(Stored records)
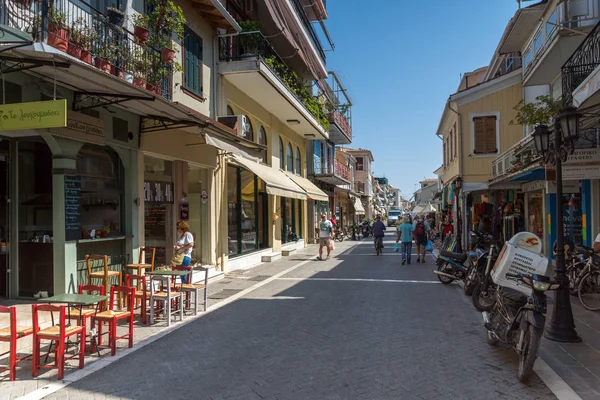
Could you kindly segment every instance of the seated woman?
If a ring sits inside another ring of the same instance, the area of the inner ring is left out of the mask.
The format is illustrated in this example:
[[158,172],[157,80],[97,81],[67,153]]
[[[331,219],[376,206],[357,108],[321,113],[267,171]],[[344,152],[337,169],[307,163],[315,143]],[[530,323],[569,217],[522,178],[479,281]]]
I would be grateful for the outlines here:
[[[190,226],[185,221],[177,222],[177,242],[173,246],[176,254],[183,254],[183,261],[179,265],[190,269],[190,263],[192,261],[192,248],[194,247],[194,236],[190,232]],[[182,283],[187,283],[185,276],[181,277]],[[191,283],[191,282],[190,282]]]

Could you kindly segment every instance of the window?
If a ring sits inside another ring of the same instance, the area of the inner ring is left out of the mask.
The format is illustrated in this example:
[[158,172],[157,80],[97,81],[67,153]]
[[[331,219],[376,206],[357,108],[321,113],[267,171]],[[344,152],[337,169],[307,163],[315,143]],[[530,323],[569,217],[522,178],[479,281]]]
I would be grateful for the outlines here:
[[473,117],[473,153],[493,154],[498,152],[498,116]]
[[294,154],[292,150],[292,145],[288,143],[287,145],[287,170],[288,172],[294,172]]
[[535,54],[537,54],[538,51],[540,51],[540,49],[542,48],[543,44],[544,44],[544,35],[542,35],[542,32],[539,32],[538,35],[536,36],[535,40],[533,41],[533,52]]
[[202,96],[202,39],[185,27],[183,38],[183,87]]
[[300,147],[296,147],[296,175],[302,175],[302,159],[300,158]]
[[248,129],[244,131],[244,139],[254,142],[254,128],[252,128],[252,120],[250,120],[250,117],[247,115],[246,123],[248,124]]
[[444,140],[444,166],[448,166],[446,140]]
[[554,10],[554,12],[550,15],[550,18],[548,18],[548,22],[546,23],[546,37],[549,37],[554,33],[557,28],[556,23],[556,10]]
[[281,140],[281,136],[279,137],[279,168],[285,169],[285,164],[283,163],[283,140]]
[[231,108],[231,106],[227,106],[227,115],[235,115],[235,113],[233,112],[233,108]]
[[454,132],[450,131],[450,147],[449,147],[449,151],[448,151],[448,162],[451,162],[453,159],[453,154],[452,154],[452,137],[454,136]]
[[457,144],[457,140],[456,140],[456,122],[454,123],[454,157],[458,156],[458,152],[457,149],[458,148],[458,144]]
[[531,64],[531,59],[533,58],[533,54],[531,53],[531,47],[525,50],[525,54],[523,54],[523,68],[527,68],[529,64]]
[[264,127],[260,127],[260,130],[258,131],[258,144],[262,144],[264,146],[267,145],[267,132],[265,131]]
[[364,162],[363,157],[356,157],[356,170],[357,171],[365,170],[365,166],[364,166],[363,162]]

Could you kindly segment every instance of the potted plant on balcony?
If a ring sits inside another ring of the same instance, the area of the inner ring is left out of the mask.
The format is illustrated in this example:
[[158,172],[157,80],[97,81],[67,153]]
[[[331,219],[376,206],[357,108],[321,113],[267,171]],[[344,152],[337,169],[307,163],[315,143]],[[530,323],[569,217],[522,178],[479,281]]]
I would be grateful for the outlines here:
[[114,58],[115,50],[112,46],[108,46],[106,44],[99,46],[96,54],[96,68],[99,68],[107,74],[110,74],[111,62],[114,60]]
[[125,21],[125,13],[116,7],[108,7],[106,9],[108,14],[108,22],[116,26],[122,26]]
[[81,42],[83,41],[83,18],[77,18],[71,23],[71,28],[69,29],[69,47],[67,49],[67,53],[75,58],[81,58],[81,50],[83,46]]
[[513,107],[517,111],[515,119],[510,121],[511,125],[548,125],[552,118],[562,110],[560,99],[554,100],[552,96],[538,96],[534,102],[527,103],[519,101]]
[[66,25],[64,12],[52,7],[48,11],[48,44],[60,51],[67,51],[69,47],[69,31]]
[[262,38],[259,33],[260,25],[256,21],[241,21],[240,27],[242,28],[242,33],[238,36],[240,57],[258,57],[258,50]]
[[149,36],[153,44],[161,49],[161,59],[171,63],[175,59],[172,37],[183,40],[185,16],[181,7],[173,0],[150,0],[149,7],[153,10],[148,15]]
[[98,34],[89,26],[85,26],[81,31],[80,45],[81,45],[81,54],[79,59],[85,63],[92,63],[92,53],[90,53],[92,49],[92,43],[96,43],[98,41]]
[[133,16],[133,35],[136,42],[146,44],[148,41],[148,16],[146,14],[135,14]]
[[150,62],[146,52],[138,47],[133,53],[133,84],[146,88],[146,79],[150,70]]

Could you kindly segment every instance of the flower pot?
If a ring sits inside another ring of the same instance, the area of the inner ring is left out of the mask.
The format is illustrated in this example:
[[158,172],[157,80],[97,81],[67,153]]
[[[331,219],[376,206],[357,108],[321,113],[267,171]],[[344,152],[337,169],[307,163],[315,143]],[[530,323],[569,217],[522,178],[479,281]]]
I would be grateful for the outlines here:
[[108,232],[106,232],[106,231],[100,231],[100,236],[103,237],[103,238],[105,238],[105,237],[108,236]]
[[48,24],[48,44],[56,50],[67,51],[69,48],[69,31],[59,28],[53,24]]
[[160,87],[159,86],[154,86],[151,83],[146,83],[146,90],[149,90],[152,93],[156,93],[156,94],[160,95]]
[[133,35],[139,44],[146,44],[148,41],[148,29],[141,26],[133,28]]
[[85,63],[91,64],[92,63],[92,53],[90,53],[86,49],[81,49],[81,54],[79,56],[79,59]]
[[107,74],[110,74],[110,70],[111,70],[110,61],[108,61],[106,58],[97,57],[96,58],[96,68],[106,72]]
[[121,26],[125,20],[125,14],[114,9],[108,10],[108,22],[113,25]]
[[146,88],[146,81],[144,81],[144,78],[133,78],[133,84],[137,87]]
[[171,64],[175,59],[175,50],[165,47],[160,51],[160,61]]
[[31,0],[16,0],[15,3],[22,4],[26,8],[29,8],[29,4],[31,3]]
[[71,43],[69,42],[69,47],[67,48],[67,54],[73,56],[75,58],[81,59],[81,46],[79,43]]
[[118,70],[119,73],[117,74],[117,67],[115,67],[114,65],[110,66],[110,74],[114,75],[114,76],[118,76],[119,78],[123,79],[123,70]]

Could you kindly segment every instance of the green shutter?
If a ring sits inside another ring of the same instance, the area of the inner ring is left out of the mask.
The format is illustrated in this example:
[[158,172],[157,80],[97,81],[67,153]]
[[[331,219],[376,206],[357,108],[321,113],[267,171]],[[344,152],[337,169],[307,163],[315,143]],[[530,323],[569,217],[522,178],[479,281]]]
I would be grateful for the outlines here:
[[185,88],[202,96],[202,39],[186,29],[183,47]]

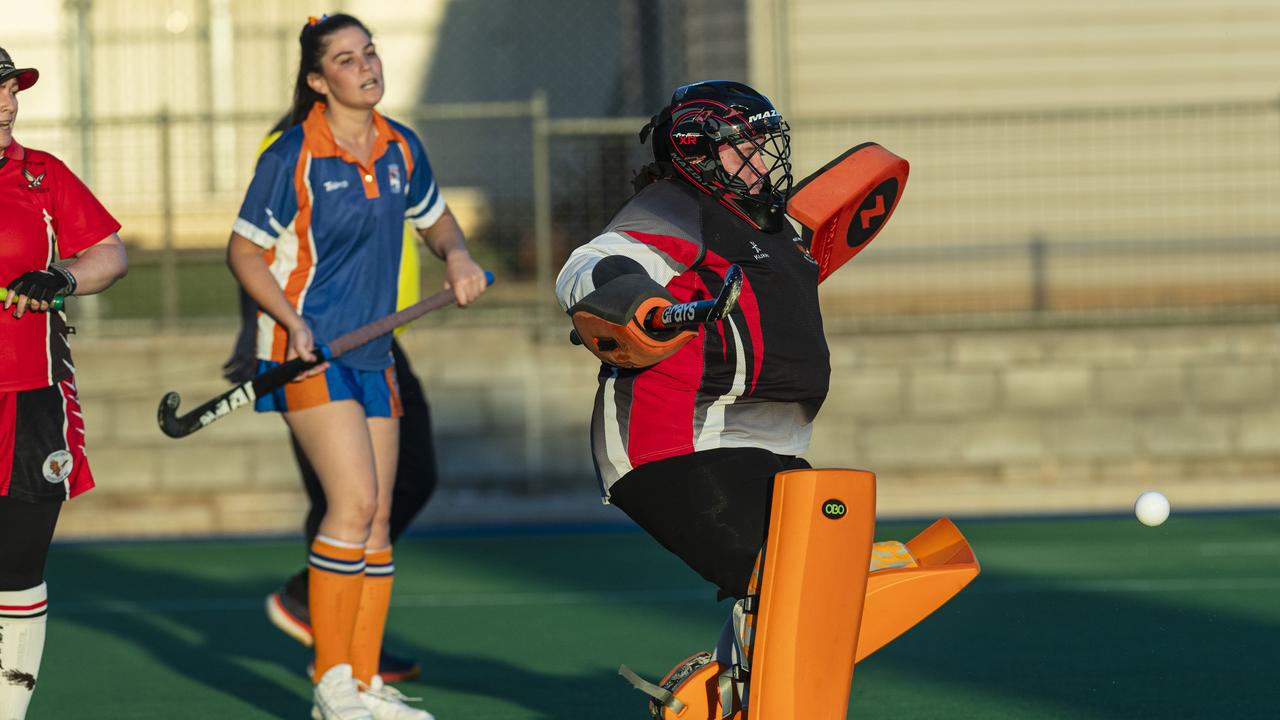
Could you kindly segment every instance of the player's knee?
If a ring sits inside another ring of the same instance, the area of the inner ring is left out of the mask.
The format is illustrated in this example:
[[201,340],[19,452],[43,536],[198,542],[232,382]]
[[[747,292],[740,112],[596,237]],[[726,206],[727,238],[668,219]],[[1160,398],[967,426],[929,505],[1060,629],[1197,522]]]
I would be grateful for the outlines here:
[[376,515],[377,503],[373,497],[344,498],[341,502],[329,503],[324,524],[338,526],[344,535],[359,534],[364,537],[372,529]]
[[374,512],[373,518],[369,522],[369,532],[372,535],[389,532],[391,527],[391,508],[390,506],[379,506]]
[[351,513],[363,518],[366,523],[372,523],[378,514],[378,497],[371,492],[352,498]]

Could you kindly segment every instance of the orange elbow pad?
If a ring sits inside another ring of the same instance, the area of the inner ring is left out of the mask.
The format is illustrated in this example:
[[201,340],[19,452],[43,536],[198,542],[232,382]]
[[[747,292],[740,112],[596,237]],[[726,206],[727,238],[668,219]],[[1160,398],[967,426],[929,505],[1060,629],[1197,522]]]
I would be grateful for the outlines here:
[[644,368],[671,357],[694,338],[691,330],[650,331],[644,320],[675,298],[647,275],[622,275],[569,308],[582,344],[601,362]]

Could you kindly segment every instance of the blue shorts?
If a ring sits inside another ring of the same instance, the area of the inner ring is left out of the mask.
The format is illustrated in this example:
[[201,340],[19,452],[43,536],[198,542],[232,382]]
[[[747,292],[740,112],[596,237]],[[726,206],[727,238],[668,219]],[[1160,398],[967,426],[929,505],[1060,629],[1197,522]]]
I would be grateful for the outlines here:
[[[259,360],[258,374],[279,364]],[[337,363],[329,363],[329,369],[319,375],[287,383],[270,394],[259,396],[253,407],[258,412],[292,412],[335,400],[355,400],[364,408],[365,417],[398,418],[404,414],[395,366],[384,370],[355,370]]]

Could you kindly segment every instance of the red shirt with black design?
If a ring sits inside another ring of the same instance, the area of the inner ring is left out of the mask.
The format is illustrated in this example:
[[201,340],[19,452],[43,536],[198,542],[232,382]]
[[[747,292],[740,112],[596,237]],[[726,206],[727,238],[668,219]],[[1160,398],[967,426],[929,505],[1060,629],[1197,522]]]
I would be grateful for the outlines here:
[[[0,152],[0,283],[43,270],[120,230],[75,173],[12,141]],[[60,312],[0,312],[0,392],[49,387],[74,372]]]
[[731,264],[737,307],[647,368],[602,365],[591,445],[606,499],[631,470],[703,450],[754,447],[800,455],[826,399],[831,363],[818,303],[818,264],[790,223],[753,229],[680,180],[637,193],[556,280],[562,308],[594,292],[595,266],[634,260],[677,302],[715,297]]

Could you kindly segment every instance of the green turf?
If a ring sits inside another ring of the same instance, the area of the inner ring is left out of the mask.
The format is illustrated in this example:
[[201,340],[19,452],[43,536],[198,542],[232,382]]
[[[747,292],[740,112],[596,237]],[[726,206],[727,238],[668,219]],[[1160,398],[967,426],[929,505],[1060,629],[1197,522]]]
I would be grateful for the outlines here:
[[[961,522],[982,576],[859,666],[849,717],[1276,717],[1278,521]],[[308,654],[261,609],[302,559],[296,540],[58,545],[29,717],[306,717]],[[388,644],[423,661],[403,689],[440,720],[640,720],[618,664],[656,679],[725,610],[639,533],[419,537],[396,565]]]

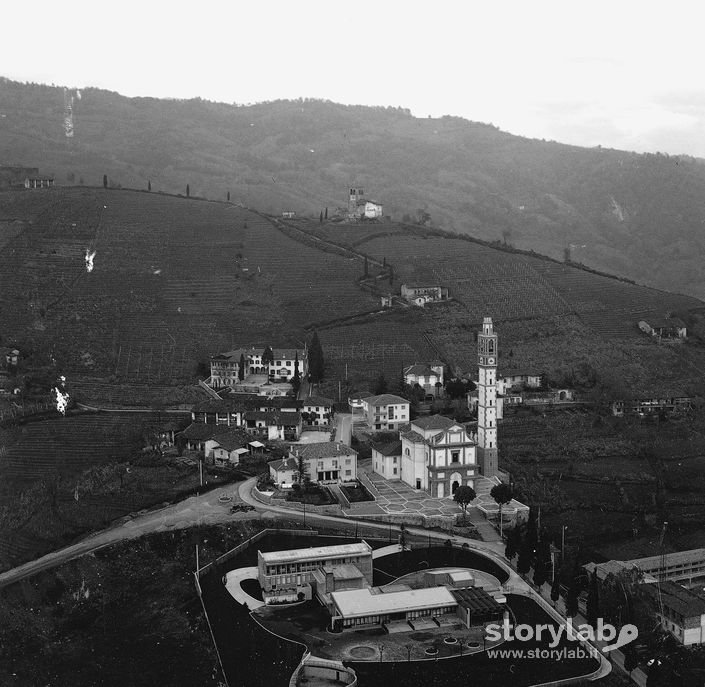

▸ **PROMPT**
Of the lines in the data, report each one containing the string "every".

▸ **RESPONSE TO THIS EXERCISE**
Could you kindly segment every instance of the seated woman?
Could you kindly segment every instance of the window?
Could you kindly segment every instance of the potted plant on balcony?
Could you kindly segment every instance of the flower pot?
Could you kindly segment every instance of the green shutter?
Could you kindly segment every instance of the player's knee?
Could you kindly segment every instance of the orange elbow pad?
Could you kindly segment every instance of the blue shorts?
Could you kindly segment every instance of the red shirt with black design?
Could you kindly segment every instance of the green turf?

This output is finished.